┌────────
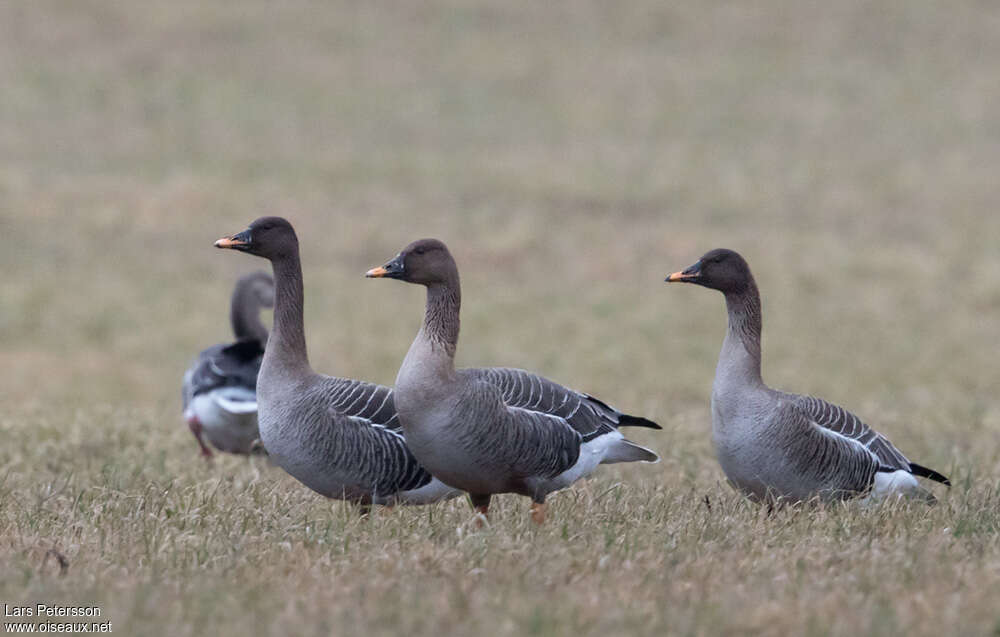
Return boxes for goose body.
└────────
┌────────
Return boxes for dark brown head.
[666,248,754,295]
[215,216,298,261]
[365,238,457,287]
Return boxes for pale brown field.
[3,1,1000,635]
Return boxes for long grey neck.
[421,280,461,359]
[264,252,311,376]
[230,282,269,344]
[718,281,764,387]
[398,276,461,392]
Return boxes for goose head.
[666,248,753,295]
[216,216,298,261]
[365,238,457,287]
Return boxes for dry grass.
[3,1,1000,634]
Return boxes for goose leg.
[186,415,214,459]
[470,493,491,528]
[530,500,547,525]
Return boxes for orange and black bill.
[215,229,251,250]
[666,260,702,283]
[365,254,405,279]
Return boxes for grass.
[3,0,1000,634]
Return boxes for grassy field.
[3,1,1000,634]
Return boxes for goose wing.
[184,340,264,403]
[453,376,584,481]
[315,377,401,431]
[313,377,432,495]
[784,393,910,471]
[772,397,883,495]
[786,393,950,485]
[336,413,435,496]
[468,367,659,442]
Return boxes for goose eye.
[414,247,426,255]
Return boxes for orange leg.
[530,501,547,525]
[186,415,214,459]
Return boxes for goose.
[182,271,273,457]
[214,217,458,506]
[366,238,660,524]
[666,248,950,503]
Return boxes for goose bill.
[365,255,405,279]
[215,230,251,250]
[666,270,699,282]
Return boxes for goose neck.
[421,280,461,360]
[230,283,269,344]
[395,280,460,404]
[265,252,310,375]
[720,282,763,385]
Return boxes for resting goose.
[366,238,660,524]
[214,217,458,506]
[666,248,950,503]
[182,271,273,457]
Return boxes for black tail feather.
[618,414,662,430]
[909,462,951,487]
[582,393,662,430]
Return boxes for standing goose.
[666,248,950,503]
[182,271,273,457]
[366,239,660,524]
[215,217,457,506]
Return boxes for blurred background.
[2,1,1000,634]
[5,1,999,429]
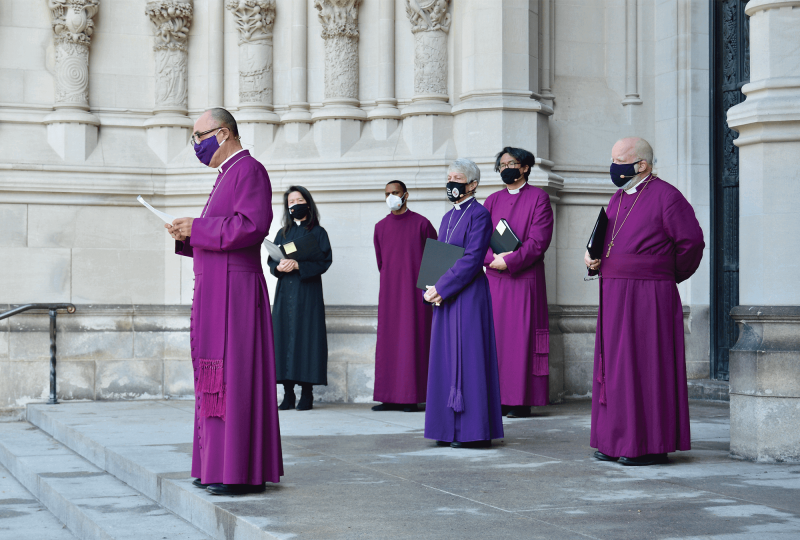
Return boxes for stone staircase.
└────────
What is needed is an exact copy of only the lines above from the one with "Return boxes for standing goose." to the one with "Return boxes for stone staircase.", both kept, with every picture left out.

WRITTEN REPLY ->
Return boxes for standing goose.
[666,248,950,503]
[182,271,273,457]
[366,239,660,524]
[215,217,457,506]
Return boxes for blurred background.
[2,1,1000,634]
[5,1,999,429]
Return boxes for stone staircase.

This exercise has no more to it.